■ YOUR GOAL ■
In the article below on Britain's secrecy policy over SAS operations, which think-tank carried out the study?

Secrecy policy over SAS ops backwards & damaging – report

Secrecy policy over SAS ops backwards & damaging – report

Britain’s policy of not commenting on Special Forces operations is years behind other Western nations and could harm the UK’s democracy and foreign policy, a new study claims.

The study by the Sustainable Security think-tank examines the British policy of ‘no comment’ on covert military operations and compares it to the practice of other Western nations.

Author Emily Knowles warns that the long-standing UK policy is badly out of date and has the triple impact of diminishing the accountability, effectiveness and legitimacy of UK Special Forces operations.

On the issue of accountability, Knowles says that it is self-evidently “impossible to hold the government to account over actions it won’t disclose.

She argues that effectiveness may also be damaged by the fact that, in Libya for example, UK troops appear to be secretly aiding anti-jihadist militias which themselves oppose the UN- and UK-backed unity government. Blanket secrecy means such operations have received inadequate debate and attention.

■ EXCERPTED RECORDS ■

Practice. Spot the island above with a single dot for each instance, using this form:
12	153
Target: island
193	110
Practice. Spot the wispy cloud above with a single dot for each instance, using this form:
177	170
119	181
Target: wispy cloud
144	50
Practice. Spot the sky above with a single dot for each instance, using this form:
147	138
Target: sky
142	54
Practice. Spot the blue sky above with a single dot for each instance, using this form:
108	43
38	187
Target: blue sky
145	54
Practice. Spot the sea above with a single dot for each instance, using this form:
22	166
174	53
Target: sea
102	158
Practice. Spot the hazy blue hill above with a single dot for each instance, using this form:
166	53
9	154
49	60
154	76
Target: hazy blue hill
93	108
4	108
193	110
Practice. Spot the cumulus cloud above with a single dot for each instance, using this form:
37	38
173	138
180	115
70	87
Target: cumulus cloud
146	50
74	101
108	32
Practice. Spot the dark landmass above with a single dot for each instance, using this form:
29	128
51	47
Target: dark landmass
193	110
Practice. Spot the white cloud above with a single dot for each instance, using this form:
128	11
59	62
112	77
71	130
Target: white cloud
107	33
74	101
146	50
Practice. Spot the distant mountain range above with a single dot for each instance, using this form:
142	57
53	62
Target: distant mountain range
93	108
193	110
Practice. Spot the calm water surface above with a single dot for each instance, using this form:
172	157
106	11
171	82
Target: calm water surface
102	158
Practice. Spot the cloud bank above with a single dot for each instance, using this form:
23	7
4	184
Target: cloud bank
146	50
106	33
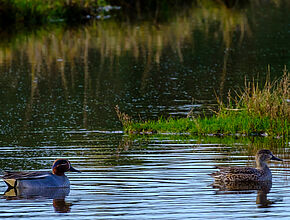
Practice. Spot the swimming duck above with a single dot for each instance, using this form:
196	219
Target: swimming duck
248	174
38	179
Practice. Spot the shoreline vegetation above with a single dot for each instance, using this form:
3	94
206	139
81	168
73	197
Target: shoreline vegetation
40	12
253	111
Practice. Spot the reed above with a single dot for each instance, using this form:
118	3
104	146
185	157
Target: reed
254	110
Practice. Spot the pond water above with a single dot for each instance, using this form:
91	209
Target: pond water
59	86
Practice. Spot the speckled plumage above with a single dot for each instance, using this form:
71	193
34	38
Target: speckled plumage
247	174
40	179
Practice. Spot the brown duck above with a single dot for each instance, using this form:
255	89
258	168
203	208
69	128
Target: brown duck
248	174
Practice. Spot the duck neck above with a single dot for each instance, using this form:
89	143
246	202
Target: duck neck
57	172
262	165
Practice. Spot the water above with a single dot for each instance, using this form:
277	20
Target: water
59	86
155	179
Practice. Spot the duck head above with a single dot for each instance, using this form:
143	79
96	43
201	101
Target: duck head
263	156
60	166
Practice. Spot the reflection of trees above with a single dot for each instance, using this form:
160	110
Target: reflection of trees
58	54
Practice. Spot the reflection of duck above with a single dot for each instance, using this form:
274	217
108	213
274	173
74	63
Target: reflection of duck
263	188
41	179
57	194
248	174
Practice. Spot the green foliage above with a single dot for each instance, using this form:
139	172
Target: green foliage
257	111
41	11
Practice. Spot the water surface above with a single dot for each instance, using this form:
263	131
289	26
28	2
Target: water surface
59	86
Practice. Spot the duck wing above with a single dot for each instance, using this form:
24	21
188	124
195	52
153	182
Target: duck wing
228	174
238	170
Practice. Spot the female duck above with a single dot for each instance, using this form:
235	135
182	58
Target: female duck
244	174
36	179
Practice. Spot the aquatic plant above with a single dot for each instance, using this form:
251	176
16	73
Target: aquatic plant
252	111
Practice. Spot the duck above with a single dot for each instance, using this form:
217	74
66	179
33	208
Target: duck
41	179
248	174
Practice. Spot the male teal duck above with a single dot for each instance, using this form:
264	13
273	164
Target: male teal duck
248	174
41	179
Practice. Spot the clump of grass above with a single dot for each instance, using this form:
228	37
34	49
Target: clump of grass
271	101
253	110
125	119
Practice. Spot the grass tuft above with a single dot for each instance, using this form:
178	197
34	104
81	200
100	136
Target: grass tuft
254	110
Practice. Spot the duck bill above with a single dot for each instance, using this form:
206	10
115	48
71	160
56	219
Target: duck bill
276	158
73	170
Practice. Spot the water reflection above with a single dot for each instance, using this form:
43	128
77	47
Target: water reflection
57	195
262	189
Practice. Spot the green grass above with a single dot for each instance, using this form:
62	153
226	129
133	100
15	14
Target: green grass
43	11
252	111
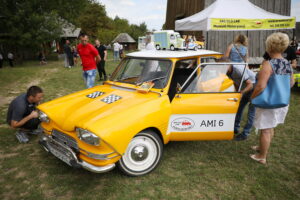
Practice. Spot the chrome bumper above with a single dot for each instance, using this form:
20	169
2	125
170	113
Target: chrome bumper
67	155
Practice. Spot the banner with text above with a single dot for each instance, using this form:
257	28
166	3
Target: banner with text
252	24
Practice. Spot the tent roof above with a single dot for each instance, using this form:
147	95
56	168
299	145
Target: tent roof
124	38
225	9
170	54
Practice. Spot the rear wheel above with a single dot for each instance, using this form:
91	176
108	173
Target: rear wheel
142	155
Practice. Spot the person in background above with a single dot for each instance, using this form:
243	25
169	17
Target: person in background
89	57
267	119
103	55
149	43
289	54
121	51
75	55
235	72
10	58
1	60
238	51
69	56
42	58
22	114
116	47
294	44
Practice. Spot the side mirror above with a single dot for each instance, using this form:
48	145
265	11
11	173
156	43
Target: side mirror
178	88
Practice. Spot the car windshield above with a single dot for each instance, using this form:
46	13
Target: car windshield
137	71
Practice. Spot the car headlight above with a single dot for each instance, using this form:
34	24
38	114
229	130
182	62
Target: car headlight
43	117
88	137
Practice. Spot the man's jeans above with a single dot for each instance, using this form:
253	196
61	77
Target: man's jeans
251	114
116	55
89	77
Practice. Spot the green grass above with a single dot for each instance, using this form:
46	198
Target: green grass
189	170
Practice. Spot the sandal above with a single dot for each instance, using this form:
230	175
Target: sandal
255	148
260	160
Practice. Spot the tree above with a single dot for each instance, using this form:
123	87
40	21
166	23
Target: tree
27	24
94	19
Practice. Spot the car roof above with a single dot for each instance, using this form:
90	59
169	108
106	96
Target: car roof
170	54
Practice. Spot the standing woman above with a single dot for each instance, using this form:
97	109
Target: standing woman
238	51
267	119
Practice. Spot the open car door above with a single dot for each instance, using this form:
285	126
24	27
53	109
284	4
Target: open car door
206	105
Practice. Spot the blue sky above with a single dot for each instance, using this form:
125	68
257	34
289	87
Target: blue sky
153	12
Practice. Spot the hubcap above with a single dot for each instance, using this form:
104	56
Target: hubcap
141	153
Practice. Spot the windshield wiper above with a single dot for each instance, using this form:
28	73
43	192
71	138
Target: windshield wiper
128	78
154	79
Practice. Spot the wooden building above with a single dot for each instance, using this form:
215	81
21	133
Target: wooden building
218	40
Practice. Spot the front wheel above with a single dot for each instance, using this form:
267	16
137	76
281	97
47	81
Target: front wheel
142	155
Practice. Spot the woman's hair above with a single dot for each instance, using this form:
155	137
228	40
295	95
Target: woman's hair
242	39
277	42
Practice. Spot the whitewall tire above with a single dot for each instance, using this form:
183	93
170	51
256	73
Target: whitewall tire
142	155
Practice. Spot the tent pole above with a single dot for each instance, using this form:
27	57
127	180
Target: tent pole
206	39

■ EXPECTED ANSWER ■
The Sustainable Security think-tank.